» Your goal: In the data that follows, every line containing the word "target" should be returned.

» Given data:
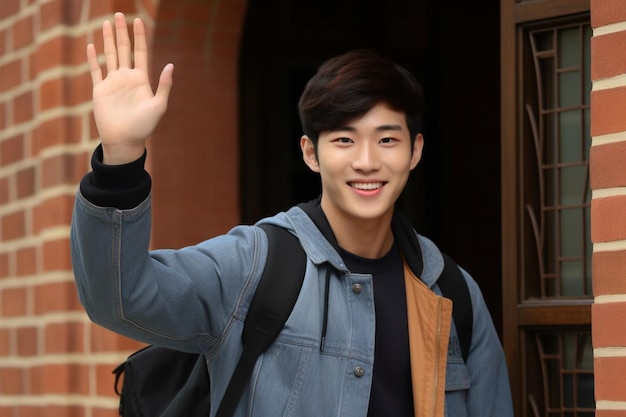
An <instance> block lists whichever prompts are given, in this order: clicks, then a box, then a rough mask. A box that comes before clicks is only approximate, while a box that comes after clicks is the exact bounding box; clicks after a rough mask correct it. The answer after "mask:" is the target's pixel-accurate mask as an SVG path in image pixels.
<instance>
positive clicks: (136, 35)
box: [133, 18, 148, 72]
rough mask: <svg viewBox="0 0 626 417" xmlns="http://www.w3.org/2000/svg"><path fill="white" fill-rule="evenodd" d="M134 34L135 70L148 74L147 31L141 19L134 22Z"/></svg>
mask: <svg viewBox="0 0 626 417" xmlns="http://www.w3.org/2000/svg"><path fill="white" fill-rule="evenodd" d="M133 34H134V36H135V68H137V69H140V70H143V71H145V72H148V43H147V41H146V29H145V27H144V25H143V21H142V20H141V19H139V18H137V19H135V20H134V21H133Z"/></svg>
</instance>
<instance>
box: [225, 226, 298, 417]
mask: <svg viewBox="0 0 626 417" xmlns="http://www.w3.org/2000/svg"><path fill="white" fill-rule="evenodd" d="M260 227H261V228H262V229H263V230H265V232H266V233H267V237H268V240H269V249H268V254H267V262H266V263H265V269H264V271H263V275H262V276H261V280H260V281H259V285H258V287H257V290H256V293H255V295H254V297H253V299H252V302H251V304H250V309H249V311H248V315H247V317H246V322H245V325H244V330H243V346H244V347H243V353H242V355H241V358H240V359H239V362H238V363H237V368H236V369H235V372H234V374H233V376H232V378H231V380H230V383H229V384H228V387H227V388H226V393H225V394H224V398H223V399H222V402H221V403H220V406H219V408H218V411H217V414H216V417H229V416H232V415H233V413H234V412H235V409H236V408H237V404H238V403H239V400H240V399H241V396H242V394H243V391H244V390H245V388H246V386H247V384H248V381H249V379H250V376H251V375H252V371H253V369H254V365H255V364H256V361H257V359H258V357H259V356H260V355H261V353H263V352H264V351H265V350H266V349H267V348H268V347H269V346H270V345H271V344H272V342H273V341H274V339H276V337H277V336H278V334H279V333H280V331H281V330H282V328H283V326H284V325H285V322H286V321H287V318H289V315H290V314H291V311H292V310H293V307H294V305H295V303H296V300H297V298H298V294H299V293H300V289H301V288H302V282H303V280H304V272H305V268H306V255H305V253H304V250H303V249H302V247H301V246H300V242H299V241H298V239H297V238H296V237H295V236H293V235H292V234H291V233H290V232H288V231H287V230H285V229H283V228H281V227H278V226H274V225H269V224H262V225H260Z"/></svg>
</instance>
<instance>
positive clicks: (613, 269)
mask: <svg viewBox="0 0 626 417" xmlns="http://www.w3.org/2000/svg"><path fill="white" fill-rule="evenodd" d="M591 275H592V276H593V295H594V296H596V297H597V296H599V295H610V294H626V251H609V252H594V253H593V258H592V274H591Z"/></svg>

---

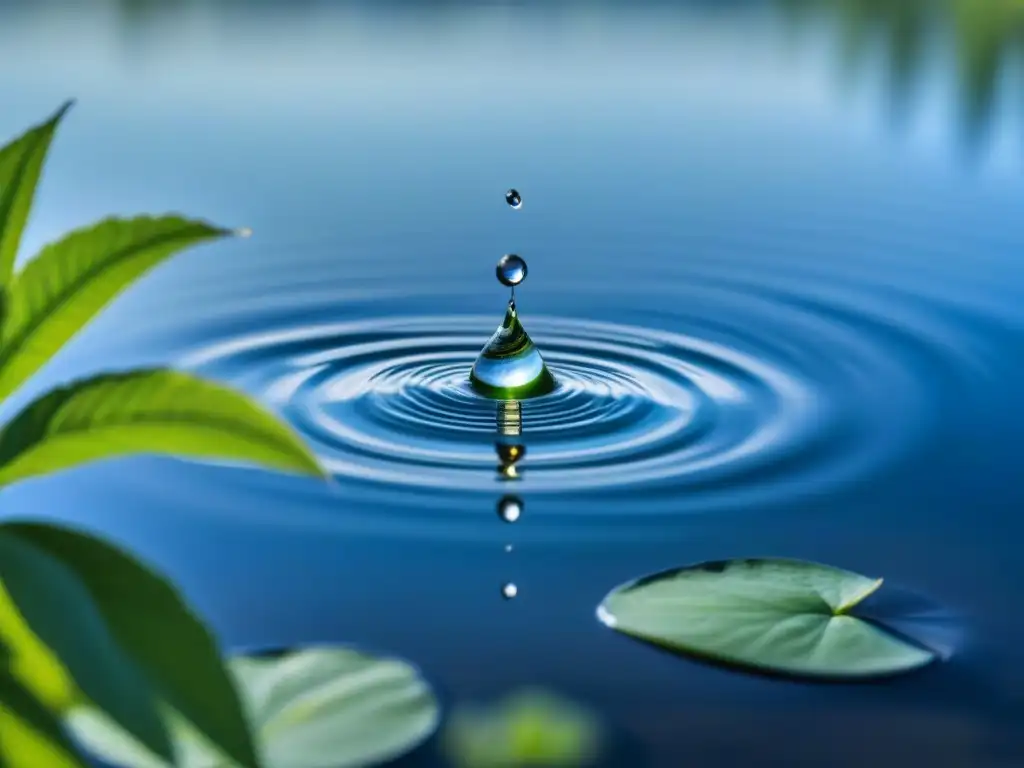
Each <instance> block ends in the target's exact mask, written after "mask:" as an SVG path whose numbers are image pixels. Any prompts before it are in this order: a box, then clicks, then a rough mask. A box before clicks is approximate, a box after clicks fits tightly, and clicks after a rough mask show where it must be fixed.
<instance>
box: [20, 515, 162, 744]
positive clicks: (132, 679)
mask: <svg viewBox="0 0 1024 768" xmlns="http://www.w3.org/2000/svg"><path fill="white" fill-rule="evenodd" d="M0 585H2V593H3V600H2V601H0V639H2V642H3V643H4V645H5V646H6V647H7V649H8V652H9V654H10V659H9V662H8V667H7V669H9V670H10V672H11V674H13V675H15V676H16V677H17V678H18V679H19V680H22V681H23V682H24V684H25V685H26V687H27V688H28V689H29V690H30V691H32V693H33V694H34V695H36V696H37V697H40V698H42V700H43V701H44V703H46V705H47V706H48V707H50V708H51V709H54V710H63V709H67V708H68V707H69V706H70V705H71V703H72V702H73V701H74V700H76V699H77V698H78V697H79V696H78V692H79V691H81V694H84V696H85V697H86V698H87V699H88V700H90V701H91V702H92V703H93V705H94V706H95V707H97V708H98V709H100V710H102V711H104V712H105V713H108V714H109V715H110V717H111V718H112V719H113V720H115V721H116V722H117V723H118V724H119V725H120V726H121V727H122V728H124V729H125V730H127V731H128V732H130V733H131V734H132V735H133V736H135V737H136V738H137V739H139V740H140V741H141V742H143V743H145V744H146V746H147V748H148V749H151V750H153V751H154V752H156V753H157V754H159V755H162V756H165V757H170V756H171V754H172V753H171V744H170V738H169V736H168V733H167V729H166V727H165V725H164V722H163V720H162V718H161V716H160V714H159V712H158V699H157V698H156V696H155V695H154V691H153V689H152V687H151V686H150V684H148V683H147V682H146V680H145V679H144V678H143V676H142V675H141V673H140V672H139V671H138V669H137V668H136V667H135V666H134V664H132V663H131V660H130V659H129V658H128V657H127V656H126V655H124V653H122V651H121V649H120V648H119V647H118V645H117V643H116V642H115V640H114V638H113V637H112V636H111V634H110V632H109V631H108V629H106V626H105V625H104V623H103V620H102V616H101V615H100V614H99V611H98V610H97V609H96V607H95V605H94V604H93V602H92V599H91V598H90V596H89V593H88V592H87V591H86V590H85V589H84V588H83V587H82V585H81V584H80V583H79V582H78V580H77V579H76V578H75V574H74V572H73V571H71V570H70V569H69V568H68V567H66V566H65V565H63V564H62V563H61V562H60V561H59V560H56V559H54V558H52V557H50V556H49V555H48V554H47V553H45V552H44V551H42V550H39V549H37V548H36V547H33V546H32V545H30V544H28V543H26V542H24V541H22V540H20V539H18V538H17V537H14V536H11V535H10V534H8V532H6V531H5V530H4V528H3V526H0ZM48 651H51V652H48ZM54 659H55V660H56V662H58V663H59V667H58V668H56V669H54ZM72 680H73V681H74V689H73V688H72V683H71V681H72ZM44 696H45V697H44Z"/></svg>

» Solution to this exercise:
An <instance> block lists whichever prompts are given, in this order: clicks, then a box, then a rough mask. A box that comes before clicks is only approximate, while a box that comes after clicks is the exact bounding box; clicks after a rough mask correct it. The answer after "mask:" is the target's pixel-accurate mask as an SVG path in image pixels.
Each <instance> block ends in the target's exact mask, written after "mask:" as an SVG path whose numbers are image pixels. Any prompts before it are in this order: a box, then clicks, then a rough mask. A box before clicks is approximate, a box after clicks fits tightly, and clicks after a rough mask show where it must be fixed.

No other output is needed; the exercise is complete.